You can't deploy the software until it's been built. I suppose you could deploy before it's been tested, whether that's a good idea or not, probably depends where you're deploying it to.

Adrian Waters:

It's a fairly structured approach. Start on the left, work across to the right with some parallelisation, where it's appropriate.

Adrian Waters:

But you also get situations where there isn't really a need to wait for jobs to finish. A job further to the right of a pipeline, isn't actually dependent on jobs further to the left.

Adrian Waters:

So you could say, for example, "If I want to do some static analysis of my code, I don't need to wait for the software to be built to do that." There isn't necessarily a dependency on that.

Adrian Waters:

Whereas, if I want to deploy my changes into a pod running on Kubernetes, I have to have created that pod before I can do that. So there's a dependency.

Adrian Waters:

Even within a more static pipeline, you can remove the dependencies. So a job that would typically be in, say, stage two or three, could start running straight away as soon as the pipeline has kicked off, or it could start running at the end of the first stage. Because it's not dependent on it.

Adrian Waters:

So you can define that dependency or that lack of dependency. I've got to think now. Yeah. That's it. You go there.

Adrian Waters:

That is a much more flexible pipeline, where really, you're not focusing on that left to right behaviour. You've got relationships between different jobs that will control when and how they're executed.

Adrian Waters:

So within GitLab, there's a different view that allows you to look at that scenario because if you look at just the standard pipeline, you can't see those dependencies, you can't see the relationship between those jobs.

Adrian Waters:

Other than that, they look as if they're moving from left to right. Whereas in the DAG environment, you have a different view that highlights where the dependencies between jobs are. So it allows you to track it through.

Jobin Kuruvilla:

I must say that, I especially like that view. Because as you said, it gives you dependency between different jobs. So that helps, especially when you're debugging against something.

Adrian Waters:

I think it can also help when you're looking to optimise performance of the pipeline as well, because you can see where the dependency is and the critical paths are.

Jobin Kuruvilla:

Good point.

Adrian Waters:

And then the final you mentioned were...

Jobin Kuruvilla:

Child/parent pipelines

Adrian Waters:

Parent/child pipelines. Yeah. So there's maybe a fourth, that is slightly different, which is the multi-project pipelines.

Adrian Waters:

But either way, it allows you to say, "Rather than having one large pipeline, you can split that up into multiple pipelines and you can use one pipeline to trigger another pipeline or trigger multiple other pipelines."

Adrian Waters:

There's a distinction with multi-project pipelines. You're looking at where your code is split up into multiple projects.

Adrian Waters:

Maybe you've got one for building software, and then you've got other projects that will actually do deployments or something. So you can trigger one from the other.

Adrian Waters:

The parent/child pipelines are similar, but they're within the same project. So if you've got one large code base, you can have a pipeline that will trigger other pipelines within that same project.

Adrian Waters:

So that could be useful in a monorepo type environment, maybe. Where you don't want to run all the pipelines every time, because it's a monorepo. It's large. It's going to take a long time. That's the distinction between the two.

Adrian Waters:

And I think the parent/child pipeline can be useful if you've got a large project and you've got a complex pipeline, then it can start to become more difficult to understand and to manage, and so on.

▶ _Required task_: Rewrite the part of the GitLab pipeline discussion starting with "You can't deploy" and going on through "to the left.", substituting "workflow" for "pipeline".

▶ _Listed records_:
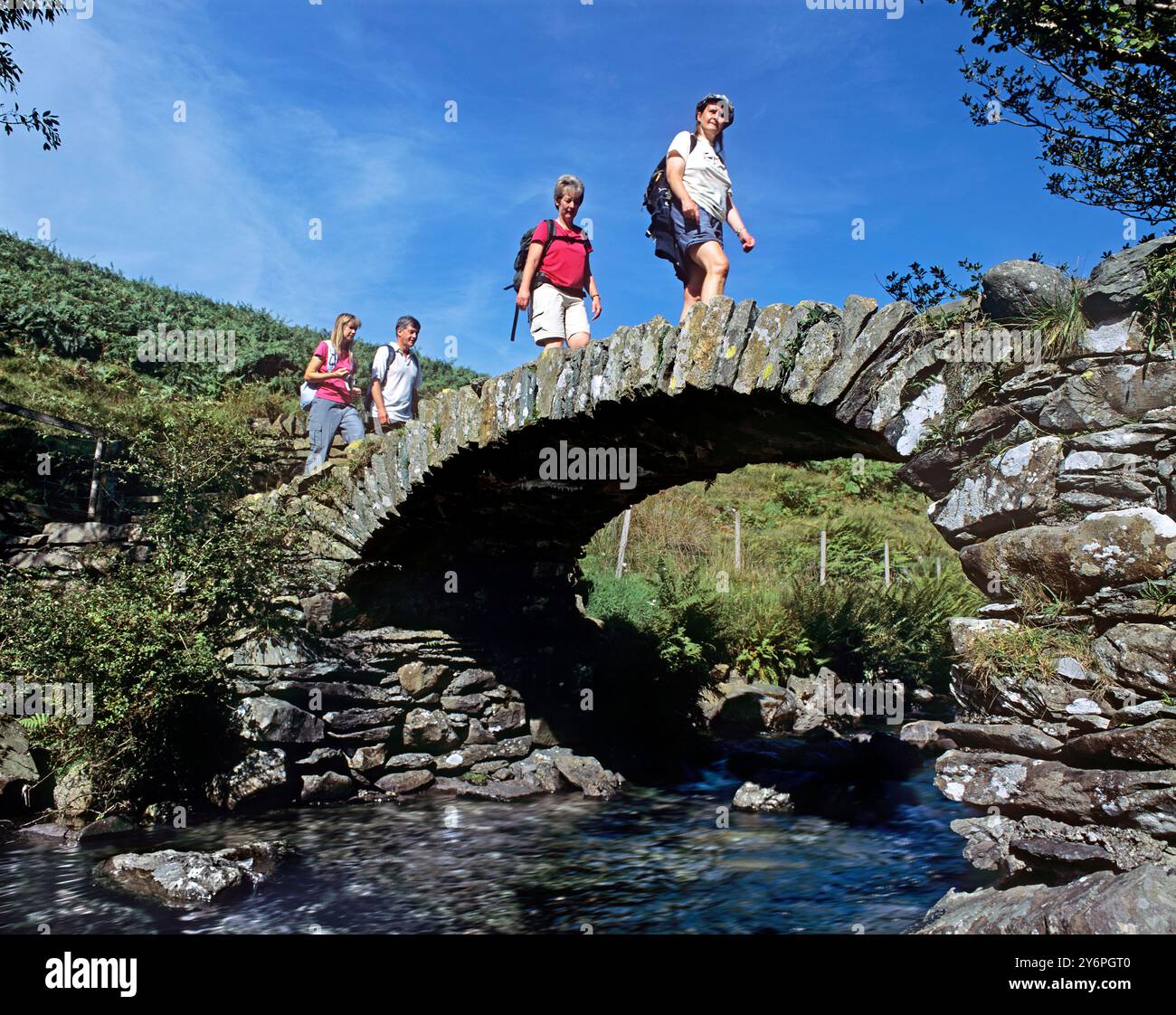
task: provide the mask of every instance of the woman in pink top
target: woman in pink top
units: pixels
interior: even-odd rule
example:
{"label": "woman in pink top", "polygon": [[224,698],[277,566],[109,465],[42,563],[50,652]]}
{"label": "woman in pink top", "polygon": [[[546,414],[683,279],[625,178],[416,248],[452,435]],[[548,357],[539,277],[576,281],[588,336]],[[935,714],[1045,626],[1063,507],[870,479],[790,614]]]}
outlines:
{"label": "woman in pink top", "polygon": [[330,329],[330,339],[319,342],[310,362],[306,365],[302,379],[316,390],[307,425],[310,454],[305,472],[314,470],[327,460],[330,442],[339,430],[343,432],[347,443],[362,440],[366,433],[363,419],[352,405],[360,393],[352,385],[355,373],[352,346],[359,328],[360,319],[355,314],[340,314]]}

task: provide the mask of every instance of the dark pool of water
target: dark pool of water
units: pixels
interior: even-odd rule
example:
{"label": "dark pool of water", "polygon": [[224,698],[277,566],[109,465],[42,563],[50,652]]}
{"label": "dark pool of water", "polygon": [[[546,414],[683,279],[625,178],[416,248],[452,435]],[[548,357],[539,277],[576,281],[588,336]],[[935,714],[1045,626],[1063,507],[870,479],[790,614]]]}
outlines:
{"label": "dark pool of water", "polygon": [[[0,930],[95,933],[898,933],[949,888],[983,883],[923,767],[870,827],[730,813],[720,763],[697,782],[609,802],[425,795],[403,806],[292,808],[69,848],[0,847]],[[287,840],[298,859],[252,895],[181,913],[119,896],[91,869],[115,853]]]}

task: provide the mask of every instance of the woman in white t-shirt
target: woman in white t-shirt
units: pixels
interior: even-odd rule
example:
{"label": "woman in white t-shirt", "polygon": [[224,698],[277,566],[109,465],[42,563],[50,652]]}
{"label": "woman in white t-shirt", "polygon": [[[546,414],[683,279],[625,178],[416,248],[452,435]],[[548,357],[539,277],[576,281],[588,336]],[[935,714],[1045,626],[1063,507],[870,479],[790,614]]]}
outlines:
{"label": "woman in white t-shirt", "polygon": [[681,321],[696,302],[720,296],[726,288],[730,262],[723,253],[723,222],[735,231],[744,251],[755,247],[755,236],[731,198],[723,161],[722,134],[734,119],[735,107],[726,95],[707,95],[695,107],[694,134],[682,131],[666,153],[674,240],[686,268]]}

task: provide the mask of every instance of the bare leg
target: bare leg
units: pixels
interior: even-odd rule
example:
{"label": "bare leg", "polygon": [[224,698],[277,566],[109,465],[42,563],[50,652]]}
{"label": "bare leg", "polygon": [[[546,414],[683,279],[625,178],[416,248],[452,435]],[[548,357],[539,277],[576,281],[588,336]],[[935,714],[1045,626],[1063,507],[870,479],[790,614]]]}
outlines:
{"label": "bare leg", "polygon": [[[691,249],[690,253],[693,254],[694,251]],[[694,261],[690,261],[689,272],[689,278],[682,287],[682,316],[677,321],[680,325],[686,322],[686,315],[690,313],[690,307],[702,299],[702,282],[707,276],[707,269]]]}
{"label": "bare leg", "polygon": [[690,256],[707,273],[702,280],[701,299],[709,300],[713,296],[721,296],[723,289],[727,288],[727,273],[730,271],[730,261],[723,253],[722,243],[710,240],[697,247],[690,247]]}

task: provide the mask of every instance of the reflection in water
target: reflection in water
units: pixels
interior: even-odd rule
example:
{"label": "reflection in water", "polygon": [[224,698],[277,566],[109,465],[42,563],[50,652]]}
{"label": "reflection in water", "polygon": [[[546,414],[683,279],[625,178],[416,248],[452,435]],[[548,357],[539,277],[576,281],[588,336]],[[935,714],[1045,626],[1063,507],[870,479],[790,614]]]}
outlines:
{"label": "reflection in water", "polygon": [[[924,767],[888,821],[730,813],[722,766],[607,803],[425,795],[402,807],[296,808],[76,848],[0,847],[0,930],[96,933],[897,933],[951,887],[981,883]],[[299,853],[253,895],[165,910],[91,880],[115,853],[285,839]],[[860,930],[860,933],[861,933]]]}

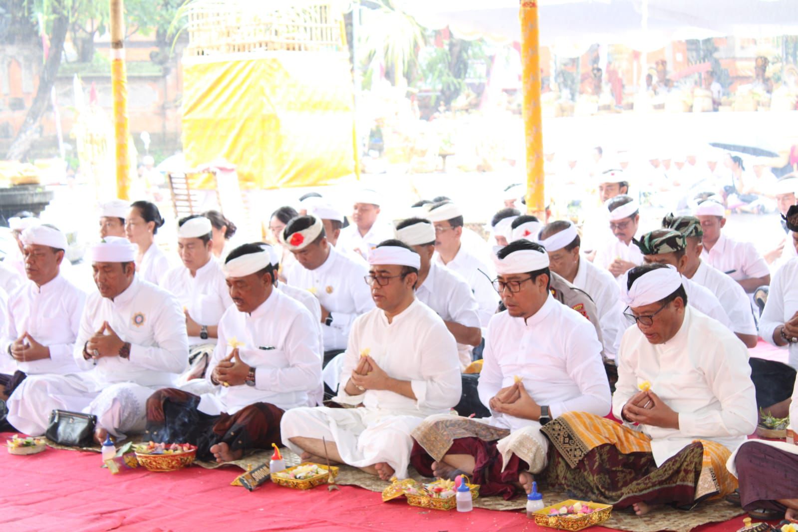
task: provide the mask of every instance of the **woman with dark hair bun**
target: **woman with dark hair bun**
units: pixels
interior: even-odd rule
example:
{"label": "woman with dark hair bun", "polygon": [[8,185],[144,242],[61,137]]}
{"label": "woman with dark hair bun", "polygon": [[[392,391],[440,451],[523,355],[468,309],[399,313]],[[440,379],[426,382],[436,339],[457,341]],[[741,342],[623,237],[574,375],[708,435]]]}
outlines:
{"label": "woman with dark hair bun", "polygon": [[211,232],[213,234],[213,249],[211,252],[217,259],[224,262],[227,254],[235,250],[237,246],[230,239],[235,234],[237,227],[219,211],[206,211],[202,215],[211,220]]}
{"label": "woman with dark hair bun", "polygon": [[158,228],[164,219],[155,203],[136,201],[130,205],[130,212],[124,219],[124,234],[136,244],[139,251],[136,256],[136,273],[142,281],[160,285],[169,269],[169,260],[155,243]]}

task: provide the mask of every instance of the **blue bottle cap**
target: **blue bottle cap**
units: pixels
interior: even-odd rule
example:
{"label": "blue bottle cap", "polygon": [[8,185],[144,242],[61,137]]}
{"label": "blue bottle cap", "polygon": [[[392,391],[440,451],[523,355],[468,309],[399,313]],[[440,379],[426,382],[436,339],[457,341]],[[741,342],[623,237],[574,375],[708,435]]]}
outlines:
{"label": "blue bottle cap", "polygon": [[540,501],[543,500],[543,496],[540,495],[538,491],[538,483],[532,483],[532,491],[528,495],[527,495],[527,501]]}

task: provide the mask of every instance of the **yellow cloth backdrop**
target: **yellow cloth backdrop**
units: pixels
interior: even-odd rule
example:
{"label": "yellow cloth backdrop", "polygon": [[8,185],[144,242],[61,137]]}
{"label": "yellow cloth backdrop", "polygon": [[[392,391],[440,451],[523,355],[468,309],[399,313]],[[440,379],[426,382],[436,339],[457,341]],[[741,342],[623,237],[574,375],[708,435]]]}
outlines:
{"label": "yellow cloth backdrop", "polygon": [[[192,167],[223,158],[242,187],[329,184],[355,172],[349,58],[260,52],[183,59],[183,147]],[[200,179],[192,187],[209,187]]]}

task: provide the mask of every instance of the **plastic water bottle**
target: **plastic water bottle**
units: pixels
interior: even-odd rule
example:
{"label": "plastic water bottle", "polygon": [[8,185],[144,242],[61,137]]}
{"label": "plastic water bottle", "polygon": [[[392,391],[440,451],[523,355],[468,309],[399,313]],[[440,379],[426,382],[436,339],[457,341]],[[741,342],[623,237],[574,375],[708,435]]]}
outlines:
{"label": "plastic water bottle", "polygon": [[532,483],[532,491],[527,495],[527,517],[535,518],[533,512],[543,509],[543,496],[538,491],[538,483]]}
{"label": "plastic water bottle", "polygon": [[116,455],[117,447],[113,446],[111,436],[106,435],[105,441],[102,443],[102,463],[105,463],[105,460],[110,460]]}
{"label": "plastic water bottle", "polygon": [[460,486],[457,487],[456,497],[457,500],[457,511],[470,512],[474,509],[474,503],[471,498],[471,490],[468,489],[468,484],[465,483],[465,477],[462,475],[460,476]]}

▶ _Solved exercise_:
You can't deploy the software until it's been built. I suppose you could deploy before it's been tested, whether that's a good idea or not, probably depends where you're deploying it to.

Adrian Waters:

It's a fairly structured approach. Start on the left, work across to the right with some parallelisation, where it's appropriate.

Adrian Waters:

But you also get situations where there isn't really a need to wait for jobs to finish. A job further to the right of a workflow, isn't actually dependent on jobs further to the left.